PROBLEM REQUIREMENTS —
Can you quote exactly the stretch of lines from the one with "trace cornbread crust" through the final line of the material, both ends included?

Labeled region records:
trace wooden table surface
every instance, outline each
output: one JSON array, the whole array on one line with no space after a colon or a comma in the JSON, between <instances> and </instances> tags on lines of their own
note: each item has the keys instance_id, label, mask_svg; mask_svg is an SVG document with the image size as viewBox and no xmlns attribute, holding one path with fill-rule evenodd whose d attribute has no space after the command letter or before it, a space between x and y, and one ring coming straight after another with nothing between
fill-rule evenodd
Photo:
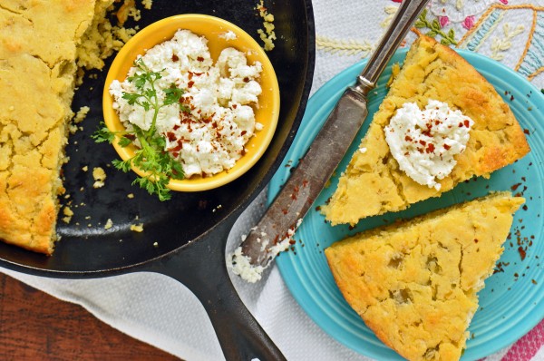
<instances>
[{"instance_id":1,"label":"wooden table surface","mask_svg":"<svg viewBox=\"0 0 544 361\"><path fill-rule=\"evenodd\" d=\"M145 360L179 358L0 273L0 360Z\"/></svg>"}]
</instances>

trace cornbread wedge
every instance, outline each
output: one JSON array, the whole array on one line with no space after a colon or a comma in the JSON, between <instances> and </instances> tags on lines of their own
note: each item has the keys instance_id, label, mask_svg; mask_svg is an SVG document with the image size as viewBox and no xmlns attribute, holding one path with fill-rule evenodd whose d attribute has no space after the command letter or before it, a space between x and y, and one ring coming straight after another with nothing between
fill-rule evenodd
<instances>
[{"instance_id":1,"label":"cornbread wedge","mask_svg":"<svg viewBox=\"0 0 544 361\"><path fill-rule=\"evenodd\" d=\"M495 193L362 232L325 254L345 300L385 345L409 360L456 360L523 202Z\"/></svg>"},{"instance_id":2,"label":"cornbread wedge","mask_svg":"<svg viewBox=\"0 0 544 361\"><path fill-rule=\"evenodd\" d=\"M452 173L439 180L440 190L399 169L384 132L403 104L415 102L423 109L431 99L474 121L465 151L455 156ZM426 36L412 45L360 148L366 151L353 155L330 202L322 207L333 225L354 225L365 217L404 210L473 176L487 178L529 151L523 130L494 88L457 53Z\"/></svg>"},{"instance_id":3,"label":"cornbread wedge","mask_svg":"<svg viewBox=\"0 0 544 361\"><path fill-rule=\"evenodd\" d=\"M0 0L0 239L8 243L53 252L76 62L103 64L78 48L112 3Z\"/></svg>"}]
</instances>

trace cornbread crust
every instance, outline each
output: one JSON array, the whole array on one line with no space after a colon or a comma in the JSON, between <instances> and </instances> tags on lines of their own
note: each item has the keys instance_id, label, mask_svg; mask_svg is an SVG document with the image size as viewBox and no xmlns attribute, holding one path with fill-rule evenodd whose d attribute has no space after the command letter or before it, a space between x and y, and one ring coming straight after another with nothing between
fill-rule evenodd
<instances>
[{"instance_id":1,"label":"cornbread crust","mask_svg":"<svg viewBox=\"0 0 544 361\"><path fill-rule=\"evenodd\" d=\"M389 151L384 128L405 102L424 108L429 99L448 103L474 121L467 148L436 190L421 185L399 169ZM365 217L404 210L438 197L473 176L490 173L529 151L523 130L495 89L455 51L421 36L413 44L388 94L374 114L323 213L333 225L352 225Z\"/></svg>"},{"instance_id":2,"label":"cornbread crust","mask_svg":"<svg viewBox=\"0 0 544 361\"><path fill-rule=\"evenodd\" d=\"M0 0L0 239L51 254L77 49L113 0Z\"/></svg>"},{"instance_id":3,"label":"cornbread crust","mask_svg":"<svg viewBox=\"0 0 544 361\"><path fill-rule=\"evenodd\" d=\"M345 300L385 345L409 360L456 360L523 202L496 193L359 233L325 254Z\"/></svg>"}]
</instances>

WRITTEN SOLUTION —
trace cornbread crust
every instance, outline each
output: one JSON array, the whole array on one line with no space after a colon or a comma in the JSON, between <instances> and </instances> tags on lines of their own
note: each item has the keys instance_id, label, mask_svg; mask_svg is an SVG document with the image size as viewBox and no xmlns attribute, holding one path with fill-rule evenodd whose d attribute has no space after the command letter or before it, a space between x and y, and one ring coming straight after another with nothing between
fill-rule evenodd
<instances>
[{"instance_id":1,"label":"cornbread crust","mask_svg":"<svg viewBox=\"0 0 544 361\"><path fill-rule=\"evenodd\" d=\"M389 151L384 128L405 102L424 108L429 99L448 103L474 121L467 148L436 190L421 185L399 169ZM365 217L404 210L438 197L473 176L490 173L529 151L523 130L495 89L455 51L421 36L413 44L388 94L374 114L323 213L333 225L352 225Z\"/></svg>"},{"instance_id":2,"label":"cornbread crust","mask_svg":"<svg viewBox=\"0 0 544 361\"><path fill-rule=\"evenodd\" d=\"M0 0L0 239L51 254L77 49L113 0Z\"/></svg>"},{"instance_id":3,"label":"cornbread crust","mask_svg":"<svg viewBox=\"0 0 544 361\"><path fill-rule=\"evenodd\" d=\"M345 300L385 345L409 360L456 360L523 202L496 193L359 233L325 254Z\"/></svg>"}]
</instances>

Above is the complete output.